Collected data entries
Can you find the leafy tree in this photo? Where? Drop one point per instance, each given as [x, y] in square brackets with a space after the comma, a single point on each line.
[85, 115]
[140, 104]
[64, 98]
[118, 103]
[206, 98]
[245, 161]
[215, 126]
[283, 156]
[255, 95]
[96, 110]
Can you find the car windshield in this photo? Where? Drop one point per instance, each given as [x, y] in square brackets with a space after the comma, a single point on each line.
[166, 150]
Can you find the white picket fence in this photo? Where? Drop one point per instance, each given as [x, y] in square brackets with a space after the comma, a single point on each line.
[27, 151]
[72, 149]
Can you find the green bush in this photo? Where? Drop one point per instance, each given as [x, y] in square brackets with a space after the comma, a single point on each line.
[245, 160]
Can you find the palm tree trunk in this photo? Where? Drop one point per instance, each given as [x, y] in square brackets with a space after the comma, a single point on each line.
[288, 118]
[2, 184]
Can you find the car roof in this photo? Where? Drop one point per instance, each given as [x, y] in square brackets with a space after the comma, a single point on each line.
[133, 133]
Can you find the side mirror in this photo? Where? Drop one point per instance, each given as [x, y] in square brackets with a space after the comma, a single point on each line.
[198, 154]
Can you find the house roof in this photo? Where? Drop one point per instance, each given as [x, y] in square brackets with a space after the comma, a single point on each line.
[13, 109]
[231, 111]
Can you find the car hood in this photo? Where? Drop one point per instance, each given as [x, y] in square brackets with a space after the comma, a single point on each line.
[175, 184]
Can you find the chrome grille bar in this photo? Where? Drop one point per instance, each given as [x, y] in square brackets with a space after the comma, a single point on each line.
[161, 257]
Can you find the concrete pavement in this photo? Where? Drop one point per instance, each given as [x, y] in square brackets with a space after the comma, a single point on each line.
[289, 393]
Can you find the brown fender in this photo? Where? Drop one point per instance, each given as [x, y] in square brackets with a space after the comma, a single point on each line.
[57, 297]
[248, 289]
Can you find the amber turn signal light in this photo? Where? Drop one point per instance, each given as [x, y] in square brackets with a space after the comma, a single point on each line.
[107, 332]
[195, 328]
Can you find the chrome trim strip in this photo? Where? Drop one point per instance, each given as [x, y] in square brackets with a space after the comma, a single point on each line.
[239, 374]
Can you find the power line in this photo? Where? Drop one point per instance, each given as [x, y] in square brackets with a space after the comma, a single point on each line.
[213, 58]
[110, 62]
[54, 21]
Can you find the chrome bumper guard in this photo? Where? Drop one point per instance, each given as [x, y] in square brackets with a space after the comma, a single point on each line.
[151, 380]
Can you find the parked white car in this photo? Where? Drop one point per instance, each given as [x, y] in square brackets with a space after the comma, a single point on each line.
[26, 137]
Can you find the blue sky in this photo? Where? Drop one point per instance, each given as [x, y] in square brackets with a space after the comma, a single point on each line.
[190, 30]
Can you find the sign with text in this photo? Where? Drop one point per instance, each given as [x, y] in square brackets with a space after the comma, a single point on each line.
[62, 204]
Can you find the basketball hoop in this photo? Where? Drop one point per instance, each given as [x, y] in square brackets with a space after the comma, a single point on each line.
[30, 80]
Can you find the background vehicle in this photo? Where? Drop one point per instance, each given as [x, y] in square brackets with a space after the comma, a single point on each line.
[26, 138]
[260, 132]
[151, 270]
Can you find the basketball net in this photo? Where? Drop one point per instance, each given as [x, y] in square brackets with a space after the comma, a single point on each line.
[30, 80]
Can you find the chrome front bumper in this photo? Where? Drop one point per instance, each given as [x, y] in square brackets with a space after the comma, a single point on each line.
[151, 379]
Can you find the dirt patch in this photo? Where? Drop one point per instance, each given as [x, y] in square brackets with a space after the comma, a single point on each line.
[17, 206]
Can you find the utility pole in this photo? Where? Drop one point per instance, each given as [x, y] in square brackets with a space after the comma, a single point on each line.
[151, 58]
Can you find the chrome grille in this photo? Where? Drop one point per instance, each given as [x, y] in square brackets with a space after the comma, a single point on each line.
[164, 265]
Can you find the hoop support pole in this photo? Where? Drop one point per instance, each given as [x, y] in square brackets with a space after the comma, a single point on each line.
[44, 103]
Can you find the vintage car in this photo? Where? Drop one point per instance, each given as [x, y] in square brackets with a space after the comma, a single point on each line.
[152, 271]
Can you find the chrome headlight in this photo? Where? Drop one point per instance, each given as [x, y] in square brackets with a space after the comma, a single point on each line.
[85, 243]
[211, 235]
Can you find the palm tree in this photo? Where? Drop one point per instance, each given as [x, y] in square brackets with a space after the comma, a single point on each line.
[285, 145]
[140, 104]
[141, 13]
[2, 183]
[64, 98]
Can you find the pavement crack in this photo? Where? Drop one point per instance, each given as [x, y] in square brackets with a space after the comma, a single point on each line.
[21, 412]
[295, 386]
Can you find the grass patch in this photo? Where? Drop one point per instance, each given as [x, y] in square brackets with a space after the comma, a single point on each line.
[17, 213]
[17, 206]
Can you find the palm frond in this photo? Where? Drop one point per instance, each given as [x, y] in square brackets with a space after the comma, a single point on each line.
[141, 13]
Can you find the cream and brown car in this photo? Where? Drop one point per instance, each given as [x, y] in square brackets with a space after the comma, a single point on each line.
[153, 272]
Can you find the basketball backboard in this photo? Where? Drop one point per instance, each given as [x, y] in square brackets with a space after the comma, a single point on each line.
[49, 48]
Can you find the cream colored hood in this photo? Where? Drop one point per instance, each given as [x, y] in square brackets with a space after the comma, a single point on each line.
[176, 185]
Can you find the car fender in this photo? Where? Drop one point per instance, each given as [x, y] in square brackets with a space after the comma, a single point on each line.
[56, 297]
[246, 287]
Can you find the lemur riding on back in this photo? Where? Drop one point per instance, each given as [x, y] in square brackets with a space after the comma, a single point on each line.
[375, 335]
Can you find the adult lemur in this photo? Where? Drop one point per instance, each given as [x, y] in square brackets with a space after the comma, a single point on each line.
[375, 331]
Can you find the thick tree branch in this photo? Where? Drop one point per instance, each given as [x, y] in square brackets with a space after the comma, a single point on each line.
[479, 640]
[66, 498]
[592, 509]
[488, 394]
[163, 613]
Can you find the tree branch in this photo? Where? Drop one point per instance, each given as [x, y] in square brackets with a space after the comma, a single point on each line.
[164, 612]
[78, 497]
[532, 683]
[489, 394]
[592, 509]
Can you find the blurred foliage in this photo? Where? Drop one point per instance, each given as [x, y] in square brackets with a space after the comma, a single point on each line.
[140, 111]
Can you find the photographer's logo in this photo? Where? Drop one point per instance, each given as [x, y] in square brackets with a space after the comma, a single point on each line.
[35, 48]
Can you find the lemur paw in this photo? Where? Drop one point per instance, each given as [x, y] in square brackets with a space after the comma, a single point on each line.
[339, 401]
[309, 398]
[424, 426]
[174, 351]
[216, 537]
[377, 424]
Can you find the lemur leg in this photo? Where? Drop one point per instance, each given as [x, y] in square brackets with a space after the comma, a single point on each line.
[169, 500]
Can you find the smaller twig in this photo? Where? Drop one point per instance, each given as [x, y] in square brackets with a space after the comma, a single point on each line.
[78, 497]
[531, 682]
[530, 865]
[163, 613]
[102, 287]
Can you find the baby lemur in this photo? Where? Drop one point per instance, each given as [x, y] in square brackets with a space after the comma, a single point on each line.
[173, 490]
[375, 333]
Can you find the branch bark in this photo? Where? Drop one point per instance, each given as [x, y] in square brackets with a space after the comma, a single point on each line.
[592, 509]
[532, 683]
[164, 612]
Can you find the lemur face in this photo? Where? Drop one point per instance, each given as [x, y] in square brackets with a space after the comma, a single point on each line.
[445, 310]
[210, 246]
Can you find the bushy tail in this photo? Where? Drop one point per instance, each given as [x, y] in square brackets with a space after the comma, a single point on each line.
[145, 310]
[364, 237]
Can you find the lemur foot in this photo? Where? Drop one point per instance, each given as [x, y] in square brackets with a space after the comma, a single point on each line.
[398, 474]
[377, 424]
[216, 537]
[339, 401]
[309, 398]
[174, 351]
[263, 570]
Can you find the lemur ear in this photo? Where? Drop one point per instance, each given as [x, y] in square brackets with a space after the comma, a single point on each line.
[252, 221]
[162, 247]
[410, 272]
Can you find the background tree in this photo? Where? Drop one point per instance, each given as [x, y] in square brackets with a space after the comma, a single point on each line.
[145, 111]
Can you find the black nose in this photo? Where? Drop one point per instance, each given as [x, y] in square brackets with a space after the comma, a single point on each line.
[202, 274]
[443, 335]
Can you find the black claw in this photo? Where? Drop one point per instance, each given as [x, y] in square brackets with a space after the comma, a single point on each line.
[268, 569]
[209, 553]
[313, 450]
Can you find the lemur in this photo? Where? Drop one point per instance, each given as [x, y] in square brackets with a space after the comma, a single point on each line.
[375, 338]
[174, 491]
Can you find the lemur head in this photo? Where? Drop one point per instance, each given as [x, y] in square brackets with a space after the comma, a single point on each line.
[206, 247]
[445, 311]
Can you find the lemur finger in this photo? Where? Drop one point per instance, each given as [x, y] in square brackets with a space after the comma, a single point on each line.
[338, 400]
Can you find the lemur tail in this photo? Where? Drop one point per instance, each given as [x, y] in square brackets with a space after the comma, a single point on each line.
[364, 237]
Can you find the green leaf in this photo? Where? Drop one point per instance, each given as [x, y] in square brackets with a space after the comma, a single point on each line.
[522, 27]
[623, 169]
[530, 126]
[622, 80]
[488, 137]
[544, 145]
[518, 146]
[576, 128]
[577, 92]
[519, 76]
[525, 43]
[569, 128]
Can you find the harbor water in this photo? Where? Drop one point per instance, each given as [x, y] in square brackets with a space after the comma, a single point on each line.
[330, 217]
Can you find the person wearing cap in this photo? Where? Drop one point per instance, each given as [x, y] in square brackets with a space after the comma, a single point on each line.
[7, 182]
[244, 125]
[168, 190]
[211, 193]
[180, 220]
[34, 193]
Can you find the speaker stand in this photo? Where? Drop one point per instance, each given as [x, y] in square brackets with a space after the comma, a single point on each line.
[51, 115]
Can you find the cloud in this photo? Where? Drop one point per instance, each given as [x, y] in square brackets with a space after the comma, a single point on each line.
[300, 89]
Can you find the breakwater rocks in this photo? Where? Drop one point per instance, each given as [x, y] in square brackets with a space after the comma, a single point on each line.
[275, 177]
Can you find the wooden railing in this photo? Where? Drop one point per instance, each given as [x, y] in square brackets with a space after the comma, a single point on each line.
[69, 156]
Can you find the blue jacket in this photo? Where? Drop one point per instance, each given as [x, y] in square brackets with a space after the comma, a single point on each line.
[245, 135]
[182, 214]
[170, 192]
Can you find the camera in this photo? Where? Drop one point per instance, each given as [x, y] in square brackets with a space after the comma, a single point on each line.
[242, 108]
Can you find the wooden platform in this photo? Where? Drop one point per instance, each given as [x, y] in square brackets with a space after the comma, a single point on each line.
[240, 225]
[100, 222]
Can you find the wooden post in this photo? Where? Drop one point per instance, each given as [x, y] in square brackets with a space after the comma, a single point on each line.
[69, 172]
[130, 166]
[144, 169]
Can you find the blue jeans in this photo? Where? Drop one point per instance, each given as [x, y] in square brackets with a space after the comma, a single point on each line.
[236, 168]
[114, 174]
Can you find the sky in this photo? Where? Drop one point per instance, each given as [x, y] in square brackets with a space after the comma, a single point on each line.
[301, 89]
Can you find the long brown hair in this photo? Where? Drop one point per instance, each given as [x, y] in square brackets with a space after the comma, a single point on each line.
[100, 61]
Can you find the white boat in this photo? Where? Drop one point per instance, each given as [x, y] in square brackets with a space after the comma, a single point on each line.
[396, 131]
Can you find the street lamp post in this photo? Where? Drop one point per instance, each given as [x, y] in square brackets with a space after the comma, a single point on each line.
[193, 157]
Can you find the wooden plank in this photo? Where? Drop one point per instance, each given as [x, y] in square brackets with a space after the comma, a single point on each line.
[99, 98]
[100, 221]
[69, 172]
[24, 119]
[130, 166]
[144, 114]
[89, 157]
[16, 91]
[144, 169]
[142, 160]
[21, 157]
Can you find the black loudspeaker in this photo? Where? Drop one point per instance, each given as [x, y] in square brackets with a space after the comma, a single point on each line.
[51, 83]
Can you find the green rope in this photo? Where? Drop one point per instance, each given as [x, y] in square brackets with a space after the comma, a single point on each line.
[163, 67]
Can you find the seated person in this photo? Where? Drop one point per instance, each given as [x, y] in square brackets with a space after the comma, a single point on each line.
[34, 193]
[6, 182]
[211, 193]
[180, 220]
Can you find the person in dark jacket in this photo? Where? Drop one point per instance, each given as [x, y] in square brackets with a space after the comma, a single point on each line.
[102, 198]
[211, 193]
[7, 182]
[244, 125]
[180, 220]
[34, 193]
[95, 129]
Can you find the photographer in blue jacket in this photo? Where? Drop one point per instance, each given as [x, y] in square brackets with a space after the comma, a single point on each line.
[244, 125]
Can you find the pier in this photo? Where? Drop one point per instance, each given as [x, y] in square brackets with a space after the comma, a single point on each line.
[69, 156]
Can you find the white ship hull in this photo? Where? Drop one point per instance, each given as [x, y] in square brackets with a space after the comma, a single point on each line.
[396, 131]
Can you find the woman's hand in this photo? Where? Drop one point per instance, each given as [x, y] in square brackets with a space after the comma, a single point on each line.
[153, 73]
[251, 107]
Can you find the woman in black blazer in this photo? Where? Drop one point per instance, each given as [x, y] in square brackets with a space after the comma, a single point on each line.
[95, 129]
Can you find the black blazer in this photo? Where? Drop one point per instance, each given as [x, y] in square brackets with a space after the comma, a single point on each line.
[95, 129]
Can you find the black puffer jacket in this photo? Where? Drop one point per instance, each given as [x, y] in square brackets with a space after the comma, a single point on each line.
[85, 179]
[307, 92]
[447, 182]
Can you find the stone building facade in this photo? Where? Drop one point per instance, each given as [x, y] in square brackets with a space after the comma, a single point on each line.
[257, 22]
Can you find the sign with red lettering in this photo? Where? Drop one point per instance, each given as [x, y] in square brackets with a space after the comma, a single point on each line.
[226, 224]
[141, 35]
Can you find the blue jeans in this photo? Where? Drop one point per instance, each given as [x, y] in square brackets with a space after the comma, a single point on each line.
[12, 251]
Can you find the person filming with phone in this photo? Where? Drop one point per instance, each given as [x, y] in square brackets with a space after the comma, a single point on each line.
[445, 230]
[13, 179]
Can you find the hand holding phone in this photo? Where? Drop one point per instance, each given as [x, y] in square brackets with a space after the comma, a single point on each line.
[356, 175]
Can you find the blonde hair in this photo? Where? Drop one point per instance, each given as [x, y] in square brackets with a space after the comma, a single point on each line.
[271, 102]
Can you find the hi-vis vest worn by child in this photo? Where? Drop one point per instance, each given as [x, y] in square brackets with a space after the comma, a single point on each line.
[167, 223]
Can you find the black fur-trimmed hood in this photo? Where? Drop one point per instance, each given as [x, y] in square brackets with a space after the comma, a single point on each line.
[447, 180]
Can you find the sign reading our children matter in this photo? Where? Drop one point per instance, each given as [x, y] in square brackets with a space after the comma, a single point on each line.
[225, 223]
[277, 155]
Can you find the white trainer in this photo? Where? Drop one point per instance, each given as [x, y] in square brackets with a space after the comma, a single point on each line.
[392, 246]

◆ **EXERCISE REQUIREMENTS**
Reproduce, word for word, only the lines from the one that contains "Can you find the person filming" through the final line.

◆ **OUTPUT BELOW**
Can you find the person filming with phone in this photo? Where? Drop one point per instance, each given as [x, y] in square brackets with a space after the comma, a single point on each line.
[445, 230]
[13, 179]
Can you find the hand holding phone in this photo? Where? Drop one point per instance, each given as [x, y] in square brackets with a space after the comma, a single point on each line.
[356, 175]
Can you find the blonde hair in this photo? Where? Drop one point per instance, each given as [x, y] in square brackets with a space after the comma, a single point on each line.
[271, 102]
Can you find the hi-vis vest worn by child in this photo? Where? Drop one point per instance, each given as [x, y] in square brackets with a space after the comma, a single point on each line.
[167, 223]
Can you find the black fur-trimmed hood in this photo? Where? Drop one point per instance, each given as [x, y] in square brackets with a space after the comma, a single point on each line.
[447, 180]
Can you find the sign reading our children matter in this photo? Where? Drop one point per instance, each given as [x, y] in square brackets with a space after the comma, a single point on each line.
[225, 223]
[277, 155]
Can you find the white trainer in this photo? Where? Drop one point per instance, each given as [x, y] in square brackets with a space after the comma, a single point on each line.
[392, 246]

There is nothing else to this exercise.